╭─ Текст для чтения

Подобная перспектива полностью устраивала Председателя, всегда преклонявшегося перед идеей классового насилия. К концу 1964 года Мао и Лю Шаоци стали намного ближе друг другу, чем тогда, когда всем уже было ясно, что второй явится бесспорным наследником первого. Но внешнее проявление единства оказалось обманчивым.


Принятое Мао в 1952 году решение уйти на «второй план» было вызвано отчасти его желанием сбросить с себя каждодневную рутину обязанностей главы государства и сосредоточиться на решении стратегических вопросов. Другая составляющая крылась в намерении дать предполагаемым преемникам возможность набраться — под его руководством — опыта в делах управления партией и правительством страны. События в Советском Союзе заставили Председателя поменять обе цели местами. Маленков, сказал Мао позже, не смог удержаться у власти потому, что Сталин никогда не давал ему возможности постоять у руля. Вот почему, объяснял он, «мне требовалось, чтобы Лю и другие заработали свой авторитет еще до того, как я уйду в мир иной».

╰─
╭─ Выдержка из данных

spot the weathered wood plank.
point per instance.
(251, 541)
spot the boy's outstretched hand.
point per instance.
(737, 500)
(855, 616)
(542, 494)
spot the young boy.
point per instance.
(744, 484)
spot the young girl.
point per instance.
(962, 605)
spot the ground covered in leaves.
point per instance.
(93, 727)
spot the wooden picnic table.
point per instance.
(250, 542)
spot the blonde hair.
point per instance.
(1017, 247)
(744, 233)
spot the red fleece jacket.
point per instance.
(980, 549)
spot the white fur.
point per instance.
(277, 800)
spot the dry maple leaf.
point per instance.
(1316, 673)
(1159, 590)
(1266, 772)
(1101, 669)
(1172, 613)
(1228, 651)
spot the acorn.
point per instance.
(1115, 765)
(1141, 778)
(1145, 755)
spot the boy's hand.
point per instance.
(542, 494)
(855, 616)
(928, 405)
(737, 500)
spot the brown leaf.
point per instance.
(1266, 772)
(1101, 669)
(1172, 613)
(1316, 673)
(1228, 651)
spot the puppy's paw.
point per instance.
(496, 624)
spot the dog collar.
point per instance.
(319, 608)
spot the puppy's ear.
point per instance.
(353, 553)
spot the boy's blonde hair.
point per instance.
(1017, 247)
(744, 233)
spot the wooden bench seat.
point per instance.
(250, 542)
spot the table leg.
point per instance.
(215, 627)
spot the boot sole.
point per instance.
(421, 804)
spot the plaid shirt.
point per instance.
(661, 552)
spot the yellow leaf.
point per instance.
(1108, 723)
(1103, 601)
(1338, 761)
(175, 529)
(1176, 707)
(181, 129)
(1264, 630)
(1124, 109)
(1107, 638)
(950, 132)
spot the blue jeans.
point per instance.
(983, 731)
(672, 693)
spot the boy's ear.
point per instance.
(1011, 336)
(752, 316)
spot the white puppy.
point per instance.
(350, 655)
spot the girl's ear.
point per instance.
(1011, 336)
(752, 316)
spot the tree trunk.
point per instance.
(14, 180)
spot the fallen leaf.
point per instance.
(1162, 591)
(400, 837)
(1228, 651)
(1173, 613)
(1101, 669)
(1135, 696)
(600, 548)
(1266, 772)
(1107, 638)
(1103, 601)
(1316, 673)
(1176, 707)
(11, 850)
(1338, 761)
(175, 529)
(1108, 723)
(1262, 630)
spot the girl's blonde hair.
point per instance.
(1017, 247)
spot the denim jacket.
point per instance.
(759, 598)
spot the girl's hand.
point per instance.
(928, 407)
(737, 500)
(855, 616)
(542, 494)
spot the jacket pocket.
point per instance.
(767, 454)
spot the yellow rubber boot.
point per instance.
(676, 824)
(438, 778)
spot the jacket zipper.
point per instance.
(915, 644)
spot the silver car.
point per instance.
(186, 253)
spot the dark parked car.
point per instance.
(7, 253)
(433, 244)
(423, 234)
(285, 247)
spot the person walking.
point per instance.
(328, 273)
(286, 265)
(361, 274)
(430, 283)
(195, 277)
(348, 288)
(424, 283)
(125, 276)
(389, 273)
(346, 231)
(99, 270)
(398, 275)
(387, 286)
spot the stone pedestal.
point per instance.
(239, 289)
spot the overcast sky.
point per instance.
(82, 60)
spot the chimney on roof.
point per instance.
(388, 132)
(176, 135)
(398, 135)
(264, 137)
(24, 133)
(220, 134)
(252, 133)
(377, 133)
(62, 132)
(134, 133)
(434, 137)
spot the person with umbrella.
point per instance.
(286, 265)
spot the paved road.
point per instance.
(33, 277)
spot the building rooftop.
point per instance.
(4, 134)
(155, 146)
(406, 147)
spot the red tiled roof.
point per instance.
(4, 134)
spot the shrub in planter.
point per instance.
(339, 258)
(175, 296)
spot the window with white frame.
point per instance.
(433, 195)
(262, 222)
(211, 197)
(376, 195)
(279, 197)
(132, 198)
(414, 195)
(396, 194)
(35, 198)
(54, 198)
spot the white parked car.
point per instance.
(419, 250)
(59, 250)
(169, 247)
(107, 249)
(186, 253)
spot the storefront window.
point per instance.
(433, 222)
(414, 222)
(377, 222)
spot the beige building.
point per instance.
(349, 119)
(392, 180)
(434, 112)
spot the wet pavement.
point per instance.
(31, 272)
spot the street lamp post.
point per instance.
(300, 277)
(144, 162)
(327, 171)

╰─

Условие задачи:
Ответьте по тексту о Мао выше на три вопроса:
1. К концу какого года Мао и Лю Шаоци стали намного ближе друг другу?
2. В каком году Мао решил уйти на «второй план»?
3. Почему, по словам Мао, Маленков не смог удержаться у власти?

Письменный ответ:
1. К концу 1964 года.
2. В 1952 году.
3. Сталин никогда не давал ему возможности постоять у руля.